_EXERCISE OBJECTIVE:_ Copy word for word the part of the data that starts with the line containing "detect the red" and ends with the line containing "left=373, top=139, right=386, bottom=199", including both of those lines.

Coordinate annotation entries:
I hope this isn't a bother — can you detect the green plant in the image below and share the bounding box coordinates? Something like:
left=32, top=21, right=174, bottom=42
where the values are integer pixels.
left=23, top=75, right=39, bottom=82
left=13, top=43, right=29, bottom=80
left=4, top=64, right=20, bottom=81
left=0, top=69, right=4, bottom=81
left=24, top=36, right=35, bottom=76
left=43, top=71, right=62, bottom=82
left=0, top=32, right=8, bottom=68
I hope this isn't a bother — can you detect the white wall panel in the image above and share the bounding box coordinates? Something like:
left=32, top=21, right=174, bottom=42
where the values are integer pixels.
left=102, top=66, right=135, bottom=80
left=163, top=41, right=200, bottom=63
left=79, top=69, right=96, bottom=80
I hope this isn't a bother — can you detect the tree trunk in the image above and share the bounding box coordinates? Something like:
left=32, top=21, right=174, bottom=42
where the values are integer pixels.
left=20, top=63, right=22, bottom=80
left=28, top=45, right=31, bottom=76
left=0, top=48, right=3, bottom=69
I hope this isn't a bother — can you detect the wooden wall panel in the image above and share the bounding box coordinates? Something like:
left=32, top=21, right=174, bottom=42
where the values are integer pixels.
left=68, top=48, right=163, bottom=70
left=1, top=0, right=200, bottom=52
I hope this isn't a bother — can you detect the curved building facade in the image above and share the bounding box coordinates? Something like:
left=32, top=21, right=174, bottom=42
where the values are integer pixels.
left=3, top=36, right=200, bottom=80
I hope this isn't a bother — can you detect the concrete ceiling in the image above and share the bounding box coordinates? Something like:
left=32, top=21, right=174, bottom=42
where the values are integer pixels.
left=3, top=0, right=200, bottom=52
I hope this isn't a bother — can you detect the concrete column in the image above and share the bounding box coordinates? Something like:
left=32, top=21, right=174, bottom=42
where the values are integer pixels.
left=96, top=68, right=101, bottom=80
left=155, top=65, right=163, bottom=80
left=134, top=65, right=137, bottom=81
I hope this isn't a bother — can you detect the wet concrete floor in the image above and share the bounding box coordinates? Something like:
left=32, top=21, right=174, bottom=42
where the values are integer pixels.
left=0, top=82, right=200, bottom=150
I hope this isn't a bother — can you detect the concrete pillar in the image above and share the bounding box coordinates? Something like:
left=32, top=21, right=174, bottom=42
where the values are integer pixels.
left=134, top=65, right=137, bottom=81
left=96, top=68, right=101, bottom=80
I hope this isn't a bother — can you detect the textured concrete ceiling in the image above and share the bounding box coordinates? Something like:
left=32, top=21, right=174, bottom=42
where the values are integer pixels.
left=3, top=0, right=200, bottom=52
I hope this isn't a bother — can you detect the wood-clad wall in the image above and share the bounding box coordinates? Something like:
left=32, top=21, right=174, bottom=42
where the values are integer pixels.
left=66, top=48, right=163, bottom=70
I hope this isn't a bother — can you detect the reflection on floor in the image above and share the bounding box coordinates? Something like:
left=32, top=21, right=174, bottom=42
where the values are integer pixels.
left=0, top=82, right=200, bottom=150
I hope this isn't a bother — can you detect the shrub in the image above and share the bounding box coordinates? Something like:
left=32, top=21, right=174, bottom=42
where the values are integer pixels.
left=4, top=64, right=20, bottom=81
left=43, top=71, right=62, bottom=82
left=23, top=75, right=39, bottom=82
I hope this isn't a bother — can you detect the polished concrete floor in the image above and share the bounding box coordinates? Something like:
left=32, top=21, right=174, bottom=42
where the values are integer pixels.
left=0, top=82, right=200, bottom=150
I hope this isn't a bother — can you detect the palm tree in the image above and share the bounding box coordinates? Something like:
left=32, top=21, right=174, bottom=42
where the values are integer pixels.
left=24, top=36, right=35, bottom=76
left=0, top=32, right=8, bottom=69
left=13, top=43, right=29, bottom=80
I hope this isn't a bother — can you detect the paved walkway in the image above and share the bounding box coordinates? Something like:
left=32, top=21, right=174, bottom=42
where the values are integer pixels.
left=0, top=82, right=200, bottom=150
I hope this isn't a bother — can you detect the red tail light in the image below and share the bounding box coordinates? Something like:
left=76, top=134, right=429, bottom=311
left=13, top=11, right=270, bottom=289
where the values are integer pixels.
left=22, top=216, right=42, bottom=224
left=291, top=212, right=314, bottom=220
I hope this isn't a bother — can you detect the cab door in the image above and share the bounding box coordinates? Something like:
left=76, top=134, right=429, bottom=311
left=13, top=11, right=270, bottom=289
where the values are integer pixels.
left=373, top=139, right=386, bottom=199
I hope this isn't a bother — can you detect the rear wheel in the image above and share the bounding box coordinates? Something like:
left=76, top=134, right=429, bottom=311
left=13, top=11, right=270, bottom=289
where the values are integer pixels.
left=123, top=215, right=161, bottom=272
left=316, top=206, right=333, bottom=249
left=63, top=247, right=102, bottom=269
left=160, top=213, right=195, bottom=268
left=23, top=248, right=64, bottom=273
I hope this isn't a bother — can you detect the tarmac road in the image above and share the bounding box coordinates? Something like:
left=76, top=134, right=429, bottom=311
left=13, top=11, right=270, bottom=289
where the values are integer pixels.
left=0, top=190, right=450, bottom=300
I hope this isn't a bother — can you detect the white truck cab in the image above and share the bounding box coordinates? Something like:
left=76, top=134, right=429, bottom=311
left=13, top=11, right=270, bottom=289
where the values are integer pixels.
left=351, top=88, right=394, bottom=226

_THE SOLUTION:_
I hope this isn't a bother — can you detect the red tail light in the image below and share the bounding box coordinates? Something like:
left=76, top=134, right=429, bottom=311
left=13, top=11, right=270, bottom=289
where the values are integer pixels.
left=22, top=216, right=42, bottom=224
left=291, top=212, right=314, bottom=220
I hope this isn't a bother — can you detect the cab door in the image above and share the bounding box coordinates? Something like:
left=76, top=134, right=429, bottom=311
left=13, top=11, right=270, bottom=289
where the values are integer pixels.
left=373, top=139, right=386, bottom=199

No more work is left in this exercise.